REKLAMA
  1. Rozrywka
  2. Filmy /
  3. VOD
  4. Netflix

To jedna z najlepszych komedii Netfliksa. „Between Two Ferns: Film” z sukcesem rozwija format wywiadów internetowych

Jak dobrze pójdzie to „Between Two Ferns: Film”, który można już oglądać na Netfliksie, jest w stanie okazać się jedną z najlepszych komedii 2019 roku. Zach Galifianakis powraca jako niesformy autor chamskich wywiadów z gwiazdami Hollywood. I nadal jest w formie.

23.09.2019
21:00
between two ferns film recenzja netflix
REKLAMA
REKLAMA

Przyznam, że kiedy tylko dowiedziałem się o tym, że na Netfliksie zadebiutuje pełnometrażowa wersja „Between Two Ferns”, zastanawiałem się jak jego twórcy rozwiną ją do formuły filmowej. Dla tych, którzy nie kojarzą tego formatu kilka zdań wyjaśnienia. „Between Two Ferns” to internetowa seria kilkuminutowych wywiadów z gwiazdami kina, muzyki, popkultury i wszelkiej maści celebrytami. Zadebiutowała ona w 2008 roku. Prowadzącym ten specyficzny talk-show został Zach Galifianakis.

Główne założenie „Between Two Ferns” to swoista dekonstrukcja i parodia tradycyjnych telewizyjnych wywiadów z gwiazdami.

Fragmenty zbioru danych:
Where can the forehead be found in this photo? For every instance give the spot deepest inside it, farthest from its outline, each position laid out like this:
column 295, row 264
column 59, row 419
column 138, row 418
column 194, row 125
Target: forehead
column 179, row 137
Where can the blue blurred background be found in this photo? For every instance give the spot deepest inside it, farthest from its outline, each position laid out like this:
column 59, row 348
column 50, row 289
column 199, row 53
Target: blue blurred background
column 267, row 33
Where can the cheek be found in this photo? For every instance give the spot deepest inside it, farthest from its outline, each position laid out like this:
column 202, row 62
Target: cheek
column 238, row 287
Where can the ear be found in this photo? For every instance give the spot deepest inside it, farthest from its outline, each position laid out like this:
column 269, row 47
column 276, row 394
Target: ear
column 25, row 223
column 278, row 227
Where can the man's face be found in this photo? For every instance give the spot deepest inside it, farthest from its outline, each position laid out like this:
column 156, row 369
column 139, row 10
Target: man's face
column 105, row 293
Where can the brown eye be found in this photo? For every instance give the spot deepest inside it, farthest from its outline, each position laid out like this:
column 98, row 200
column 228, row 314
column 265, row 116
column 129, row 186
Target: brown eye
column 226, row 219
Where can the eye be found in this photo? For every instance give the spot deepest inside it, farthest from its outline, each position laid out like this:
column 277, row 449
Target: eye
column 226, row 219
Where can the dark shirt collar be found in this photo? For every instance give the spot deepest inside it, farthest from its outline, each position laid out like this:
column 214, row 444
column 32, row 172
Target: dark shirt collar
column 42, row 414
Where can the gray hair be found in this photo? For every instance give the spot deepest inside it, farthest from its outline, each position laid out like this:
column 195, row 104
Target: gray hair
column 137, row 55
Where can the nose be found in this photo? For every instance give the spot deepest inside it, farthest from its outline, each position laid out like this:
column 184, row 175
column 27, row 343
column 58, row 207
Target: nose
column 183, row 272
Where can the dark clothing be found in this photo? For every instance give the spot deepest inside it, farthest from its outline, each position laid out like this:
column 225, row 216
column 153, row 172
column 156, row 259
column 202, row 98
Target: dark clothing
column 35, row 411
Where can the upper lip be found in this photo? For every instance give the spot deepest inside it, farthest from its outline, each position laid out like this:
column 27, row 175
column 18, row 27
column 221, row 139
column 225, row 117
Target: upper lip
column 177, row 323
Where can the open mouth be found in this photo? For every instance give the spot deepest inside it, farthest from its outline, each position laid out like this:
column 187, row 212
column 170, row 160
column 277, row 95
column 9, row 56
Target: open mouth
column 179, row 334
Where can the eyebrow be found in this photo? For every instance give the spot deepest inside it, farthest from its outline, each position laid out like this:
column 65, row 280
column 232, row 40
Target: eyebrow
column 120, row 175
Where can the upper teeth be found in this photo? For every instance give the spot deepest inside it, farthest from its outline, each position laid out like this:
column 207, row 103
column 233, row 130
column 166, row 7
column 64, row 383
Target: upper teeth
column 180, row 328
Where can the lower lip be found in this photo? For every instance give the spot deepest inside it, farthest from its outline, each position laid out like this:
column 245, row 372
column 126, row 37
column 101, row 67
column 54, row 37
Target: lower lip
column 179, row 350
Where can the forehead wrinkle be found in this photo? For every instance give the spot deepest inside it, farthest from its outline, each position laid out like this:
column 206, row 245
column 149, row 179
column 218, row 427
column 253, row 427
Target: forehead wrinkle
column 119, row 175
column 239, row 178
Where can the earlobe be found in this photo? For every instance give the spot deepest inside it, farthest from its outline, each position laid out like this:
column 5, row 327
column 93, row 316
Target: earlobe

Zadanie pisemne 1:
Z kim, według recenzji „Between Two Ferns: Film”, prowadzone są wywiady w internetowej serii? Wymień wszystkie wskazane tam grupy.
Zadanie pisemne 2:
Podaj dalszy ciąg recenzji „Between Two Ferns: Film” od miejsca, w którym się urywa.

Odpowiedź końcowa 1:
- gwiazdy kina
- gwiazdy muzyki
- gwiazdy popkultury
- wszelkiej maści celebryci

Odpowiedź końcowa 2:
Rozmowa odbywa się w malutkim studiu, na zwykłych, niewygodnych krzesłach, z czarnymi kotarami za plecami rozmówców. Znakiem rozpoznawczym serii są tytułowe dwie paprocie, które otaczają gwiazdę i prowadzącego z dwóch stron. No i przede wszystkim tym, co zdecydowało o wielkim sukcesie „Between Two Ferns” jest styl wywiadów. Galifianakis - w na swój sposób uroczy sposób - obraża swoich gości, poniża, grilluje, przekręca ich nazwiska, wyśmiewa ich wybory zawodowe czy artystyczne porażki. Tym samym wyrzuca, mocnym kopniakiem w tyłek, hollywoodzkie persony z Olimpu.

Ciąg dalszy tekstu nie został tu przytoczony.